Aim of the exercise =>
Pick out and copy every line in the listing that contains the string "closet". Matching is case-sensitive.
[START OF Items]
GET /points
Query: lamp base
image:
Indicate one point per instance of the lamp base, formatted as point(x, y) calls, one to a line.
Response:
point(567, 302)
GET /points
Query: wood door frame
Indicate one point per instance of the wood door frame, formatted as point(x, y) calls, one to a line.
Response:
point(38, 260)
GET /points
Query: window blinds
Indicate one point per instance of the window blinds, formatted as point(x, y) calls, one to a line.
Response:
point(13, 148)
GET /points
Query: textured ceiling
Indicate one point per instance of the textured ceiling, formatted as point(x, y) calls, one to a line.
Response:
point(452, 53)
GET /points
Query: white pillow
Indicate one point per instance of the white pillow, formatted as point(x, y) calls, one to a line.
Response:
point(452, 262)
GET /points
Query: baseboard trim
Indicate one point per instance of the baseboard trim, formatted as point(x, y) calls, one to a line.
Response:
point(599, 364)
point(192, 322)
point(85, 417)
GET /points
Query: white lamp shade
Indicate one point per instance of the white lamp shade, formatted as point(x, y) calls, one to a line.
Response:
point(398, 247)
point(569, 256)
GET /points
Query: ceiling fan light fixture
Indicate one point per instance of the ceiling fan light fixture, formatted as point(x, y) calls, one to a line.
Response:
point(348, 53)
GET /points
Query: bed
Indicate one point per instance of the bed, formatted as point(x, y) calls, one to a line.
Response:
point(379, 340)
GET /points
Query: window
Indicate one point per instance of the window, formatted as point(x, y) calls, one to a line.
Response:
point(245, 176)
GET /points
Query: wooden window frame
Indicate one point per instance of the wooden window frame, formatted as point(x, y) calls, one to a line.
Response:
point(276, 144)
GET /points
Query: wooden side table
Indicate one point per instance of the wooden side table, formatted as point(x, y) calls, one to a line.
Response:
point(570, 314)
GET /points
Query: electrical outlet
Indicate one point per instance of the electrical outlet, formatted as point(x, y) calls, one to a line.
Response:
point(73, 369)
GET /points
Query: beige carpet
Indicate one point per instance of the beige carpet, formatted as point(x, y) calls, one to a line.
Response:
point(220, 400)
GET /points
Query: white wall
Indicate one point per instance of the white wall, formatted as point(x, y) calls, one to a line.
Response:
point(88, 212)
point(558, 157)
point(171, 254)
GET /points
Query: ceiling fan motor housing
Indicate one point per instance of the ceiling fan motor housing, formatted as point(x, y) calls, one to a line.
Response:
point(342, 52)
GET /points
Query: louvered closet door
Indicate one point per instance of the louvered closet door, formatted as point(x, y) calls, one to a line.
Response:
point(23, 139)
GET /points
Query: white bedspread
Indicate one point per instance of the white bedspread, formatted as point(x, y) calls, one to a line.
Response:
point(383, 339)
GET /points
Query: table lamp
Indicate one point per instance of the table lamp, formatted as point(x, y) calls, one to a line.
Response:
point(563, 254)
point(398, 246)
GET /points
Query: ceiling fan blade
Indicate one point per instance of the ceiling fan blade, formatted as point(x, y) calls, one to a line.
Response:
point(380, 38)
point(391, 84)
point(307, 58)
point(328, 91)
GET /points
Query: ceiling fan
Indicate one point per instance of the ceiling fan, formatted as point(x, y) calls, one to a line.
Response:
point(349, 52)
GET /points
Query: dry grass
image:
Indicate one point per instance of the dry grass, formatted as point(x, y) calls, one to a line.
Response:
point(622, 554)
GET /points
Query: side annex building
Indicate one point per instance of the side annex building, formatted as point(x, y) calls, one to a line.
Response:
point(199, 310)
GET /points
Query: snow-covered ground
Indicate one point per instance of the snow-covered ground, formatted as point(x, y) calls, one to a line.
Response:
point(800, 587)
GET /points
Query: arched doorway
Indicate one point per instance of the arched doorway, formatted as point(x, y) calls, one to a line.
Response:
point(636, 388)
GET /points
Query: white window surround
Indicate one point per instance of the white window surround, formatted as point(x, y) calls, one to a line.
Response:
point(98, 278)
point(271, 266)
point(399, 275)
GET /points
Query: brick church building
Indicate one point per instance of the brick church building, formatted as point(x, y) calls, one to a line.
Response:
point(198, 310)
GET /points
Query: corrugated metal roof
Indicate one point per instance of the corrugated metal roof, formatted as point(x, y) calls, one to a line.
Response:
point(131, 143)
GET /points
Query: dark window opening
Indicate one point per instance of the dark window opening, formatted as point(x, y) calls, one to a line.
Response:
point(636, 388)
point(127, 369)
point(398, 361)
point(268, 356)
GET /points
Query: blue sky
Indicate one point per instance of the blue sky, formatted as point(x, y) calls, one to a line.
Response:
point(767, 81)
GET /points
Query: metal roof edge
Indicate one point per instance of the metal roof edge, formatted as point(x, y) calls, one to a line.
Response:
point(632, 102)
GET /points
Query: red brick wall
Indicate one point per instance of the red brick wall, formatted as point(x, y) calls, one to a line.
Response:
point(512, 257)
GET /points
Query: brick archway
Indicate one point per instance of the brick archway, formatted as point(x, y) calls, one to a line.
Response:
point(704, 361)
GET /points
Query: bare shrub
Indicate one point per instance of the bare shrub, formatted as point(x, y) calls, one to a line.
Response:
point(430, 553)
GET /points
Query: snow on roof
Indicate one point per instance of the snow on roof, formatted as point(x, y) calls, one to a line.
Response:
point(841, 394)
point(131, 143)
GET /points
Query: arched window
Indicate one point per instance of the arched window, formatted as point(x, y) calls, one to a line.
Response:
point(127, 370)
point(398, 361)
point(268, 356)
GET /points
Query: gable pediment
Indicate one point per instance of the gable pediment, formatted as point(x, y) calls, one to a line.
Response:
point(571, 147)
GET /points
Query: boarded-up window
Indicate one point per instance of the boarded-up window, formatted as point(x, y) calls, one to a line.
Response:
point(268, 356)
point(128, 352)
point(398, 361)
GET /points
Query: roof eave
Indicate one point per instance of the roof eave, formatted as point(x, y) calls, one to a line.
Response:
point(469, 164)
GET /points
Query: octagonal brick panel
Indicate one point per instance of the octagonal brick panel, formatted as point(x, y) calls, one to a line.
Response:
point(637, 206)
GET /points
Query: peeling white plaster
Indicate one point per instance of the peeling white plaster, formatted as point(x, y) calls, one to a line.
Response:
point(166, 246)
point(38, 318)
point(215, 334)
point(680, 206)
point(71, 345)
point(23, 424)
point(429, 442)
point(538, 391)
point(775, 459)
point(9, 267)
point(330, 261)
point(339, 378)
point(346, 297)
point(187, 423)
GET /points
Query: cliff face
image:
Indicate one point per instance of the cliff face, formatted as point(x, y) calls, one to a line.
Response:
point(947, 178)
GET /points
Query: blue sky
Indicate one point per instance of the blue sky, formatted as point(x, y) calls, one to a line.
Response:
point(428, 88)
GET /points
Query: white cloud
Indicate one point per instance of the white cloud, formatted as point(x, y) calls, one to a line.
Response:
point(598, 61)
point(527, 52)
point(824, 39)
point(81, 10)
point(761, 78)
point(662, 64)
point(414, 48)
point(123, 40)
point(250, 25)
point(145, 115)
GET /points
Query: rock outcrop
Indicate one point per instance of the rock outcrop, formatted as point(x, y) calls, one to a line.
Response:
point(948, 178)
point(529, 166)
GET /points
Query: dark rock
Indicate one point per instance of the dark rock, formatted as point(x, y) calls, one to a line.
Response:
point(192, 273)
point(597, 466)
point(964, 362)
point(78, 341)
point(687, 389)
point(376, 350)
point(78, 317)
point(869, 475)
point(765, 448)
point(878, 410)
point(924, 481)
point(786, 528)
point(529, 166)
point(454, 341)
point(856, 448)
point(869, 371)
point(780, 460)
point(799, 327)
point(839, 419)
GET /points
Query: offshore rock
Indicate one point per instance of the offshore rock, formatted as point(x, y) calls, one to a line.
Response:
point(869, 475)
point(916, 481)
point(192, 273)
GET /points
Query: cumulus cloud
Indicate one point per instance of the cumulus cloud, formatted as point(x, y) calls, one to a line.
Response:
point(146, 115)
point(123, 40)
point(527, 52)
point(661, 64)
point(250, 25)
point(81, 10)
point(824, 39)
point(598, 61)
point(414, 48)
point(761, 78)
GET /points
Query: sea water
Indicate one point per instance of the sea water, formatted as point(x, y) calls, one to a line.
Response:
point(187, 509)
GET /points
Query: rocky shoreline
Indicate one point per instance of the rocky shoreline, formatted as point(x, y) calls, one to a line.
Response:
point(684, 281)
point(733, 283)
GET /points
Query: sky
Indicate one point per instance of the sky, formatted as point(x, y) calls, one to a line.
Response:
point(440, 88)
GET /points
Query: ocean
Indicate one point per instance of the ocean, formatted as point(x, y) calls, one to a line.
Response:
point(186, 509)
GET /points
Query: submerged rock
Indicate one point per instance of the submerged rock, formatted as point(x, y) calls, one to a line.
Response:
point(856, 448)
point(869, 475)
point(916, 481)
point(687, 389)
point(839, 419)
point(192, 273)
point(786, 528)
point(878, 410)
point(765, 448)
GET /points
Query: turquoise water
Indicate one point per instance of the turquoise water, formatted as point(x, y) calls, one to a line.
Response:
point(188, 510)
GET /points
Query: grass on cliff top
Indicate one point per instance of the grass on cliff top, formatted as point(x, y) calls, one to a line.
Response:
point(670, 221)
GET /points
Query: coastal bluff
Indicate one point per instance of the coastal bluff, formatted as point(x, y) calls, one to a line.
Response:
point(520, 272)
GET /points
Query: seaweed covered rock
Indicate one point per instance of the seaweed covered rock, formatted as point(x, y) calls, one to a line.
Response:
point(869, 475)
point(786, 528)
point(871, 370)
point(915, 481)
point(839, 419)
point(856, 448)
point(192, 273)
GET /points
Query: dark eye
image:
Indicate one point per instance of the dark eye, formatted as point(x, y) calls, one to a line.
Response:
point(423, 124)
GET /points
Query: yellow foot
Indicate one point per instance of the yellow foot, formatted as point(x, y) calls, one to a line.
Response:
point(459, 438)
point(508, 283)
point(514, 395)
[END OF Items]
Solution for this task =>
Query: louvered closet door
Indicate one point per instance of the louvered closet door, formatted as point(x, y) calls, one to a line.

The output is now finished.